* Extrait du document
· · ·
La science économique peut réparer le monde

Par Hélène Rey, Professeur d’économie à la London Business School, qui sera présente aux Jéco 2024 sur la conférence L’économie peut-elle réparer le monde ?. Tribune publiée dans Le Monde (3-4/11/2024)

Notre monde est fragile. Il est traversé par des chocs violents comme les guerres, mais aussi par des transformations structurelles comme le changement climatique. C’est notre maison qui devient inhabitable. La communauté des humains doit se ressaisir pour remettre de l’ordre et la réparer. Dans cette optique, l’économie – du grec ancien oîkos, « maison », et nómos, « loi » – doit être en première ligne pour nous aider à gérer notre habitat commun, la planète.

Le changement climatique est une menace existentielle : le rapport de 2017 du Groupe d’experts intergouvernemental sur l’évolution du climat prévoyait que de 4 miliards à 5 milliards de personnes vivraient dans des conditions climatiques au-delà du seuil mortel à la fin du siècle, en cas d’inaction. Pour atteindre une hausse des températures limitée à 1,5 °C, nous disposions d’un « budget carbone » de 300 gigatonnes (Gt) début 2020. Depuis, il s’est réduit comme peau de chagrin, car nous avons dépensé plus de 36 Gt par an, comme le montre Frédéric Samama dans Archéologie de l’inaction (Hermann, 200 pages, 18 euros). Notre budget est maintenant de 155 Gt de CO2. Il y a urgence.

La science économique a beaucoup à dire pour aider à façonner nos politiques climatiques. Comme les marchés sont incapables de prendre en compte à eux seuls les effets funestes des émissions de CO2, il faut une taxation conduisant à un prix du carbone élevé et croissant, altérant ainsi les incitations de tous les acteurs économiques et orientant les changements technologiques vers la décarbonation. Ce prix du carbone doit être appliqué de façon globale pour éviter les « fuites » des industries polluantes s’implantant sous des juridictions plus clémentes.
· · ·
* Extraits de données
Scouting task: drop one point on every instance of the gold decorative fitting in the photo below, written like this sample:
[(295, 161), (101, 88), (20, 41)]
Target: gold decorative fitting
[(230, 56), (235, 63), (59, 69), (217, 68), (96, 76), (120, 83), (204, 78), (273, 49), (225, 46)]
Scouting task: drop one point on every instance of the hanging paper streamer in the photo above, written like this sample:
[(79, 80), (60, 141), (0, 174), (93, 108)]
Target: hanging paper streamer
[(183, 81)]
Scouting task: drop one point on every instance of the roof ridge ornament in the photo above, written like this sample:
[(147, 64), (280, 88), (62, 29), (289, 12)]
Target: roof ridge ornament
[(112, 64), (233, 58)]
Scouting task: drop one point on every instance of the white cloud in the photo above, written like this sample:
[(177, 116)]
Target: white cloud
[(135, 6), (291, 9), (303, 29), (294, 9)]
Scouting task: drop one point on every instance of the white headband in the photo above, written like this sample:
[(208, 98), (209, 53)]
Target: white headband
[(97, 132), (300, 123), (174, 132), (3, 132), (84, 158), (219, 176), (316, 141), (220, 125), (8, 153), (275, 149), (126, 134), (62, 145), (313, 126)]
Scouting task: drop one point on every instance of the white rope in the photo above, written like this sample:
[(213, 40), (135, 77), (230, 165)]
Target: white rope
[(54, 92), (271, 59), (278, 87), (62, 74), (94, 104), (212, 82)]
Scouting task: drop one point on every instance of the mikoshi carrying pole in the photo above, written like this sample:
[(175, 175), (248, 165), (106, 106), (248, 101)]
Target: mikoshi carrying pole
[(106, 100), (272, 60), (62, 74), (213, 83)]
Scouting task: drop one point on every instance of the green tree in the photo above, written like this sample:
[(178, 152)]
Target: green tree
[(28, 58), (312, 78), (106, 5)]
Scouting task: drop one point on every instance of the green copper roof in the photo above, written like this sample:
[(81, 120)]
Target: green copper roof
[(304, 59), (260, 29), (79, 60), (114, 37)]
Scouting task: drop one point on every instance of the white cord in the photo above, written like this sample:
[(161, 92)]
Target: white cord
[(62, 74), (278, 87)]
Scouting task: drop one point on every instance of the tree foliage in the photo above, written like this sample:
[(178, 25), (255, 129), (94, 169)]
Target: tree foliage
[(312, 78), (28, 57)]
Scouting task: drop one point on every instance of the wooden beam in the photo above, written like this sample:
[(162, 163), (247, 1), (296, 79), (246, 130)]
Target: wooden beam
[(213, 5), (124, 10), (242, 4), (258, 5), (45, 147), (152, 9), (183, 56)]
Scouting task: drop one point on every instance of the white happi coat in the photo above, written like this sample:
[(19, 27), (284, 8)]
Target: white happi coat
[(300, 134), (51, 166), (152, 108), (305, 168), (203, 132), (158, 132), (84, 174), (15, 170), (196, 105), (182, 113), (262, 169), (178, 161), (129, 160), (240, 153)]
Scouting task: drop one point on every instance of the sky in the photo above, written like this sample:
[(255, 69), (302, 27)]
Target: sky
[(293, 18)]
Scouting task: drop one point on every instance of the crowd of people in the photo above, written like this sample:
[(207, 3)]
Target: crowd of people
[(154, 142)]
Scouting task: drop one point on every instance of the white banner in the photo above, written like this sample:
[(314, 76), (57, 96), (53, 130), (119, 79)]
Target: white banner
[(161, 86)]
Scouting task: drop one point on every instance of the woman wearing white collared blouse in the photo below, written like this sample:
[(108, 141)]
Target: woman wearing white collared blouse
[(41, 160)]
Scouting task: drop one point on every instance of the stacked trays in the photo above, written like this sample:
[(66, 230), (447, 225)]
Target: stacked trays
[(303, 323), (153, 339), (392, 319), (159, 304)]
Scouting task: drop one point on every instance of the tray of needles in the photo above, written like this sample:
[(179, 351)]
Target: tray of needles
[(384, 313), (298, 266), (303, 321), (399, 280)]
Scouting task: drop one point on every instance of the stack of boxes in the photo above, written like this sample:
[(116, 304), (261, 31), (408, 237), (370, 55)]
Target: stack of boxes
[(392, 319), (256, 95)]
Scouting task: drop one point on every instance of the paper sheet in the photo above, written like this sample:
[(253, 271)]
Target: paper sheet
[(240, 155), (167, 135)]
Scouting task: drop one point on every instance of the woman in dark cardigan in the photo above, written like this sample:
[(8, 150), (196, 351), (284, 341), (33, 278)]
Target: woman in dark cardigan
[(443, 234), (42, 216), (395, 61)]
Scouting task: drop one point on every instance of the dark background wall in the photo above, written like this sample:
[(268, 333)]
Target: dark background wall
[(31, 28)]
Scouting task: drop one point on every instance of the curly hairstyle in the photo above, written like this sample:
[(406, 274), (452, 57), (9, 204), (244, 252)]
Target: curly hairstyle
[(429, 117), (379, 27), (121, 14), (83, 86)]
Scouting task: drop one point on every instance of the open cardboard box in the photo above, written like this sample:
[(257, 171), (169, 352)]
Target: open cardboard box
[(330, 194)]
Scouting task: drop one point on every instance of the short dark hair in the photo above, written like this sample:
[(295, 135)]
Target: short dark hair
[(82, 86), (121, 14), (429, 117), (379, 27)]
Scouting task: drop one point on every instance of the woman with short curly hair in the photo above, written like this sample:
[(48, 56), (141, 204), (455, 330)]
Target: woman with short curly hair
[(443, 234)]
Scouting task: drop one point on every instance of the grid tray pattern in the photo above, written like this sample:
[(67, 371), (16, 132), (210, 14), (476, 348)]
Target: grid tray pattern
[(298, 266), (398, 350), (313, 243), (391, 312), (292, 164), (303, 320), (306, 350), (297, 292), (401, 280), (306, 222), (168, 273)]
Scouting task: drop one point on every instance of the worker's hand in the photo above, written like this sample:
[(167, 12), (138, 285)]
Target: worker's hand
· · ·
* Série de consignes
A) Modifiez le passage du texte sur la science économique qui commence à « Par Hélène Rey, Professeur » et se termine après « Le Monde (3-4/11/2024) », en remplaçant « Professeur » par « Professeure ».
B) Poursuivez le texte sur la science économique à partir de l'endroit où il s'arrête.

* Réponses aux consignes
A)
Par Hélène Rey, Professeure d’économie à la London Business School, qui sera présente aux Jéco 2024 sur la conférence L’économie peut-elle réparer le monde ?. Tribune publiée dans Le Monde (3-4/11/2024)

B)
Changer nos priorités

Mais, entre les prescriptions de la théorie économique et la réalité, il y a un énorme pas. La mise en œuvre concrète de la théorie doit être méticuleusement pensée : l’Union européenne est en pointe avec son système de droits d’émissions carbone, et l’on peut s’en réjouir. Mais les aspects redistributifs des taxes carbone et l’accompagnement des ménages les plus modestes durant la transition énergétique sont fondamentaux. L’épisode des « gilets jaunes » en France est emblématique, de ce point de vue. On peut aussi citer l’Inflation Reduction Act américain de 2022, qui fait passer des subventions vertes sous couvert de lutte contre l’inflation en raison de l’hostilité du Congrès américain à favoriser la transition. De plus, l’Europe, responsable de moins de 8 % des émissions mondiales actuelles, ne peut rien réussir seule. Il faut créer des coopérations internationales et un mécanisme d’harmonisation du prix du carbone aux frontières pour éviter tout « dumping » environnemental.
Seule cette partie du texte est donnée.